→ **Aufgabenbeschreibung**: Benenne in allen folgenden Datensätzen „Pick out each instance“ in „Mark each instance“ um und gib die Zeilen sonst unverändert wieder.

=== Verfügbare Datensätze ===

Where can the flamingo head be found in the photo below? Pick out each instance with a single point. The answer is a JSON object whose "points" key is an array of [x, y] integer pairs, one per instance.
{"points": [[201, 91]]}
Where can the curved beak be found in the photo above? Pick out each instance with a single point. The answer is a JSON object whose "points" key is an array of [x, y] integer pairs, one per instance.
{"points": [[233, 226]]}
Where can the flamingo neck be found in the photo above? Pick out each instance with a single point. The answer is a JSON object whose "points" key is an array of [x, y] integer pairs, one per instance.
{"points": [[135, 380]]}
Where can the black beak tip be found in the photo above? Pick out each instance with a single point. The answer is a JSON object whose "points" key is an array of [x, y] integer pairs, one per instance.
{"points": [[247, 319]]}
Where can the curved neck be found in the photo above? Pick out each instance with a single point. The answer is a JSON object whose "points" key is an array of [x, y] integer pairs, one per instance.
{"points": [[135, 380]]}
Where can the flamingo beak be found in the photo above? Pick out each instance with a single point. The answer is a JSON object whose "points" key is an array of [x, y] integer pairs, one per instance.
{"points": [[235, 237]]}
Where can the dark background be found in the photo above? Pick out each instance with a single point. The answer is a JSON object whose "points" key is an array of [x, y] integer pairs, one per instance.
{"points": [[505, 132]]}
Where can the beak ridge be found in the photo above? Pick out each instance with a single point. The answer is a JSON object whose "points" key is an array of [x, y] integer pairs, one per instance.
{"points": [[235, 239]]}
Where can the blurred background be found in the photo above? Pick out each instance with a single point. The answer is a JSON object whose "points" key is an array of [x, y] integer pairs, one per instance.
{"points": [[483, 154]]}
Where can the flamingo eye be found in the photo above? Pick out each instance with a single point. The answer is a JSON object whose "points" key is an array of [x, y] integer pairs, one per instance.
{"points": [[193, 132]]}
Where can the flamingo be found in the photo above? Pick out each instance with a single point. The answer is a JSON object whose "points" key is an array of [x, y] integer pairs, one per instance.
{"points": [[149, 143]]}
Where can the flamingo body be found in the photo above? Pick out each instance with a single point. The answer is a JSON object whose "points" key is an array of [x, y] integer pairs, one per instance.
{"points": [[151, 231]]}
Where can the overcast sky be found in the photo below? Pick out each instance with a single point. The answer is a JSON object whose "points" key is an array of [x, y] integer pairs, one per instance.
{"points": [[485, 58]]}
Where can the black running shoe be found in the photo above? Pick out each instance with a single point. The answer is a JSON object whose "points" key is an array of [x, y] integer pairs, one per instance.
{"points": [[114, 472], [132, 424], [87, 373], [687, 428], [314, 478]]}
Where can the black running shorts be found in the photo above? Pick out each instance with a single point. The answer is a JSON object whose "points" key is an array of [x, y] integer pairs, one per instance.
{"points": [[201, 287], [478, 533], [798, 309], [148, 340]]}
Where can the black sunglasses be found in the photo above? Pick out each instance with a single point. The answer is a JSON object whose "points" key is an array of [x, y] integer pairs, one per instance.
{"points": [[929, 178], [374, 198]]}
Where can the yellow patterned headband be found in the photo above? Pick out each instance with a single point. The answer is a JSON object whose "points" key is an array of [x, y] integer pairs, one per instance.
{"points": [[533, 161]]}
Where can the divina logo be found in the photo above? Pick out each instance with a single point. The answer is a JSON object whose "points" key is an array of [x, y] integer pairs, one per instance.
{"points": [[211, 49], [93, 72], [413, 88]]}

===

→ **Ergebnis der Aufgabe**:
Where can the flamingo head be found in the photo below? Mark each instance with a single point. The answer is a JSON object whose "points" key is an array of [x, y] integer pairs, one per instance.
{"points": [[201, 91]]}
Where can the curved beak be found in the photo above? Mark each instance with a single point. The answer is a JSON object whose "points" key is an array of [x, y] integer pairs, one per instance.
{"points": [[233, 226]]}
Where can the flamingo neck be found in the photo above? Mark each instance with a single point. The answer is a JSON object whose "points" key is an array of [x, y] integer pairs, one per instance.
{"points": [[135, 380]]}
Where can the black beak tip be found in the photo above? Mark each instance with a single point. The answer is a JSON object whose "points" key is an array of [x, y] integer pairs, one per instance.
{"points": [[247, 319]]}
Where can the curved neck be found in the photo above? Mark each instance with a single point. The answer is a JSON object whose "points" key is an array of [x, y] integer pairs, one per instance.
{"points": [[135, 380]]}
Where can the flamingo beak be found in the photo above? Mark each instance with a single point. The answer is a JSON object whose "points" key is an array of [x, y] integer pairs, one per instance.
{"points": [[235, 237]]}
Where can the dark background be found in the photo above? Mark each instance with a single point. The answer is a JSON object whose "points" key is an array of [x, y] integer pairs, one per instance.
{"points": [[505, 132]]}
Where can the beak ridge be found in the photo above? Mark each instance with a single point. The answer is a JSON object whose "points" key is an array of [x, y] integer pairs, one per instance.
{"points": [[235, 239]]}
Where can the blurred background be found in the photo above? Mark each instance with a single point. The answer is a JSON object whose "points" key is an array of [x, y] integer pairs, one per instance.
{"points": [[483, 154]]}
Where can the flamingo eye be found in the photo above? Mark each instance with a single point. The answer is a JSON object whose "points" key is an array of [x, y] integer pairs, one per instance.
{"points": [[193, 132]]}
Where can the flamingo be found in the photo above? Mark each instance with a single point. The answer is a JSON object whose "points" key is an array of [x, y] integer pairs, one per instance.
{"points": [[149, 143]]}
Where can the flamingo body be found in the photo above? Mark each instance with a single point. The answer is a JSON object whose "points" key is an array of [x, y] integer pairs, one per instance.
{"points": [[151, 231]]}
Where can the overcast sky be found in the photo below? Mark each instance with a single point. The answer is a JSON object whose "points" key is an array of [x, y] integer pairs, one per instance.
{"points": [[485, 58]]}
Where can the black running shoe be found in the photo above? Mark each instance with a single point. The answer is a JSON object whose "points" key is an array of [x, y] integer pairs, one per instance.
{"points": [[114, 472], [132, 424], [87, 373], [687, 428], [314, 478]]}
Where can the black running shorts be found in the photo above? Mark each instance with a single point. The answer is a JSON object whose "points" key is an array of [x, y] integer pairs, one per instance.
{"points": [[201, 287], [478, 533], [798, 309], [148, 340]]}
Where can the black sunglasses be found in the photo above? Mark each instance with a single point. The answer is a JSON object whose "points" key is an array of [x, y] integer pairs, one per instance.
{"points": [[929, 178], [374, 198]]}
Where can the yellow patterned headband be found in the photo above? Mark each instance with a single point. The answer is a JSON object whose "points" key is an array of [x, y] integer pairs, one per instance.
{"points": [[533, 161]]}
Where can the divina logo be found in the photo above? Mark each instance with a single point. The answer is a JSON object whose "points" key is an array of [x, y] integer pairs, one per instance.
{"points": [[211, 49], [93, 72], [413, 88]]}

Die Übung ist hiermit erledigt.